** Opening Source data block **
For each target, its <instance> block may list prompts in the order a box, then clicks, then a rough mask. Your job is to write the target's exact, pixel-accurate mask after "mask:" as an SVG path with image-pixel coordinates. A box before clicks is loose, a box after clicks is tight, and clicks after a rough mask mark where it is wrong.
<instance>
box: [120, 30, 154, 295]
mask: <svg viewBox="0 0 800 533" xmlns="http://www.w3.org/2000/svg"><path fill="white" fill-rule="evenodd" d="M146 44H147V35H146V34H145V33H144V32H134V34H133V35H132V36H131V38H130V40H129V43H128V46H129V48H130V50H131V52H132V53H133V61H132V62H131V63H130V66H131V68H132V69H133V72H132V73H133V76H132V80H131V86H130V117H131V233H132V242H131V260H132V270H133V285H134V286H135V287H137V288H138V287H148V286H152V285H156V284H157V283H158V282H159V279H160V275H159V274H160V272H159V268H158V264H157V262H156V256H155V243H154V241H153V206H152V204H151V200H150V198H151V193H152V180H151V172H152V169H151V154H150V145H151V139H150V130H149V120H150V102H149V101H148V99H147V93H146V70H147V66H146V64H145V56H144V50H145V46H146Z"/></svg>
** Closing Source data block **
** Opening Source data block **
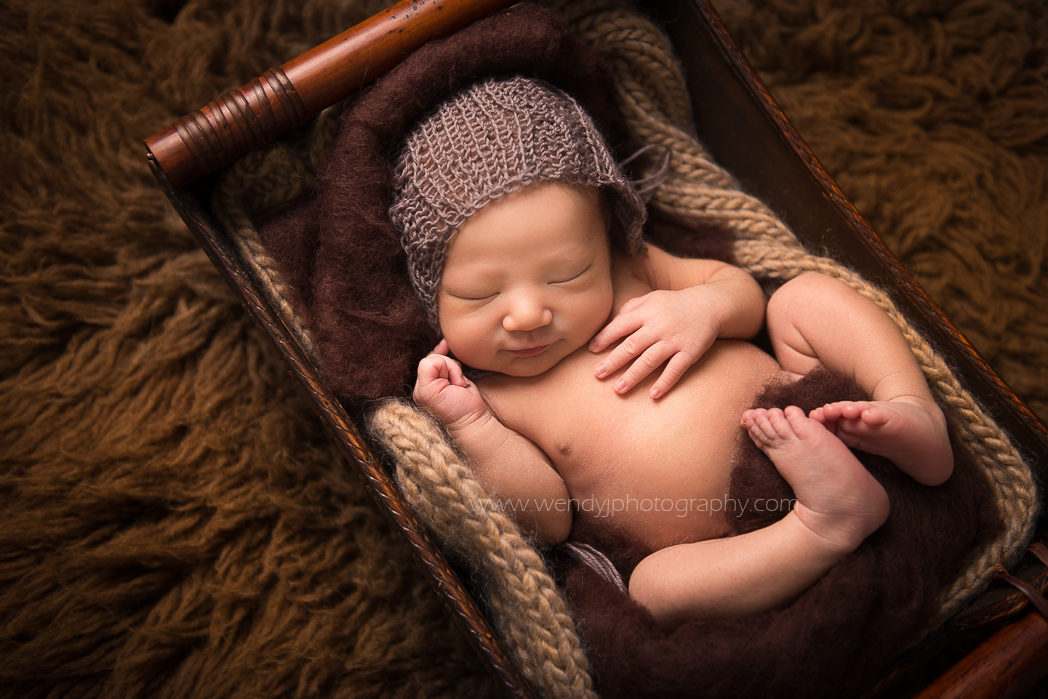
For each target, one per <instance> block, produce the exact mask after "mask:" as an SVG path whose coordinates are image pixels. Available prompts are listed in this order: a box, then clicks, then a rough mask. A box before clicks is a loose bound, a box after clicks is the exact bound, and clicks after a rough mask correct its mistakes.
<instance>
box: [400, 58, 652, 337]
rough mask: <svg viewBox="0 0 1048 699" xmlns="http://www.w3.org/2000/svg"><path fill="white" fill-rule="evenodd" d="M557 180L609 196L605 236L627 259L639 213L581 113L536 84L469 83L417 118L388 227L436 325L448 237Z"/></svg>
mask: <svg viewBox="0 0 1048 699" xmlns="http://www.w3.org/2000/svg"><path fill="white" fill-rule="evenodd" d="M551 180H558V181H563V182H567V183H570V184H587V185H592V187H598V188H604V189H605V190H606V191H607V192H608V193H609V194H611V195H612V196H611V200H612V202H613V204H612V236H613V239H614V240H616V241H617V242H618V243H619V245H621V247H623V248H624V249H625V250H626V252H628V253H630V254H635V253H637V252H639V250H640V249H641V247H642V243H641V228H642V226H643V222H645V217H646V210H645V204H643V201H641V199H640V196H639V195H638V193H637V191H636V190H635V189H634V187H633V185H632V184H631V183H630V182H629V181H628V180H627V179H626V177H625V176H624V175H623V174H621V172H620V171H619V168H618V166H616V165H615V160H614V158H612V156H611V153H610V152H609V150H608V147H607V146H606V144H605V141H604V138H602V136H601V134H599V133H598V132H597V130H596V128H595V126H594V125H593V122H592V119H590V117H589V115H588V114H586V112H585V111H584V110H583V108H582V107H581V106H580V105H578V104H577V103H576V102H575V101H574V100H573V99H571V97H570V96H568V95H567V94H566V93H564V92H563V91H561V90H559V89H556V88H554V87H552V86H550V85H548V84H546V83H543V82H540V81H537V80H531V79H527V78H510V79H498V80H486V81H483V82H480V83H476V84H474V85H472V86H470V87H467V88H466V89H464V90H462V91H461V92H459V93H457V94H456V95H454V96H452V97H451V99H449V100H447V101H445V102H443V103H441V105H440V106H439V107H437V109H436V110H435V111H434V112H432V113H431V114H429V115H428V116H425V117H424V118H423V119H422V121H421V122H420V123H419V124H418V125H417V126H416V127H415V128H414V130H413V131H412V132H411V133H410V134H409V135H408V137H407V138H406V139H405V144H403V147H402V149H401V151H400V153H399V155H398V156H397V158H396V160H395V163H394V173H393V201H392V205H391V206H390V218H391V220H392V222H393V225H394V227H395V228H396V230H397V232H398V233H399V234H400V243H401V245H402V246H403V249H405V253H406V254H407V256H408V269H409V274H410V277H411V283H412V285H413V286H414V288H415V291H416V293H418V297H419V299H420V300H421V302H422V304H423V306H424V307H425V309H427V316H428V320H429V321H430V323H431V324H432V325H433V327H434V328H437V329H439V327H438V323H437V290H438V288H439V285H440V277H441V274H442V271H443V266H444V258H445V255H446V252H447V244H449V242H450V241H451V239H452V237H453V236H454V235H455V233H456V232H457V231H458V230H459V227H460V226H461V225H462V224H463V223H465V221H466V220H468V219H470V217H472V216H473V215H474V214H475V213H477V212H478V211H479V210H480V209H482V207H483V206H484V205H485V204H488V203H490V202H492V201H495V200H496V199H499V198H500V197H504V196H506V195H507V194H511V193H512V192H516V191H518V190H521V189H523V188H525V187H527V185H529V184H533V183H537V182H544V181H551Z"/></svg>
** Closing Source data block **
** Opening Source data block **
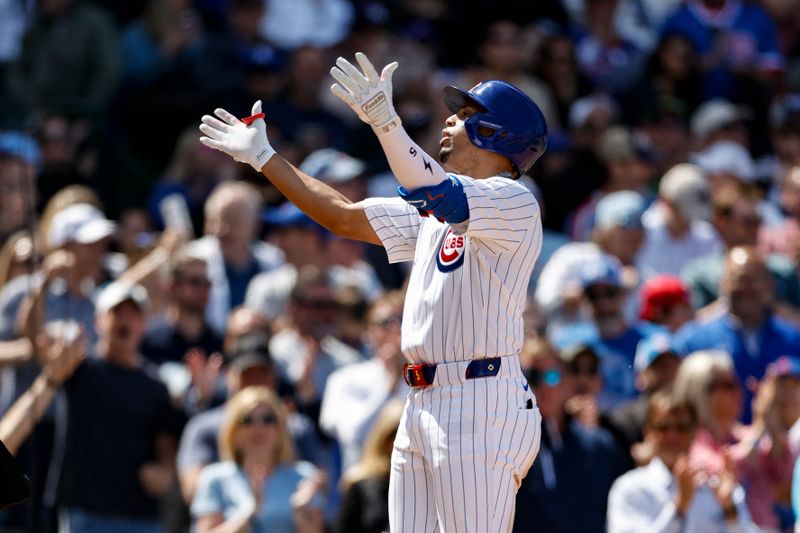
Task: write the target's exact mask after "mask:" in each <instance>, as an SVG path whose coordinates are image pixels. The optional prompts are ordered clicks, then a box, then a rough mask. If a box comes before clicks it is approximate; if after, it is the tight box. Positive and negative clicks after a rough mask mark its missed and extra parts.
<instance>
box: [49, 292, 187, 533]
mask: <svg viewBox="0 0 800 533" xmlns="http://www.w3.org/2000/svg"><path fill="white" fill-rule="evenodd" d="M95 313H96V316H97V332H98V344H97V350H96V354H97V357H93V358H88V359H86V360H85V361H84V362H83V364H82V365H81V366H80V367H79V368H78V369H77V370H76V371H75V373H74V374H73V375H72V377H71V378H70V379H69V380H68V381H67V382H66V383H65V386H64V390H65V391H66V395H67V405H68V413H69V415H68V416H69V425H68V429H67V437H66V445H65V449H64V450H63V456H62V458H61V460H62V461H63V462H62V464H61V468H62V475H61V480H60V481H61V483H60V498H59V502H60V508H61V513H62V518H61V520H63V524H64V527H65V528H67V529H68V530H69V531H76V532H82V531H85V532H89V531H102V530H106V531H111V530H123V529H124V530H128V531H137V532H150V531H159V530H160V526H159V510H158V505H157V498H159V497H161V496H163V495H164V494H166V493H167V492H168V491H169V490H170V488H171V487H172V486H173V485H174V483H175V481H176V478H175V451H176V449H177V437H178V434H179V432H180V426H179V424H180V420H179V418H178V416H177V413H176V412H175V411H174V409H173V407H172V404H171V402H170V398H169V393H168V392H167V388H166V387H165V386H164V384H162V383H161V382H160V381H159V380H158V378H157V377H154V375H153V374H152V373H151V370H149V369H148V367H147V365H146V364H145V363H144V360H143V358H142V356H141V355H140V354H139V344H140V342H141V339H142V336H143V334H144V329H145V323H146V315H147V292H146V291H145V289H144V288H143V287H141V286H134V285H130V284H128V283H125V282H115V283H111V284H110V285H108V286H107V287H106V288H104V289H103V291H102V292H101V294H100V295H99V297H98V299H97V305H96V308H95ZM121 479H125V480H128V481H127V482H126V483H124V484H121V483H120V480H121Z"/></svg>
** Closing Source data block **
Could you print the lines of the records starting at the line containing "For each target, its" and ending at the line containing "box: [120, 30, 154, 295]", reproducing them exactly?

- [Reply to the exercise]
For each target, its <instance> block may list prompts in the order a box, then clicks, then a rough mask. Your job is to write the target's exact, pixel-accurate mask after "mask:" as an SVG path with image-pixel coordinates. A box before clicks is loose, a box after clicks is tight, and clicks after a rough mask mark where it is wrong.
<instance>
box: [120, 30, 154, 295]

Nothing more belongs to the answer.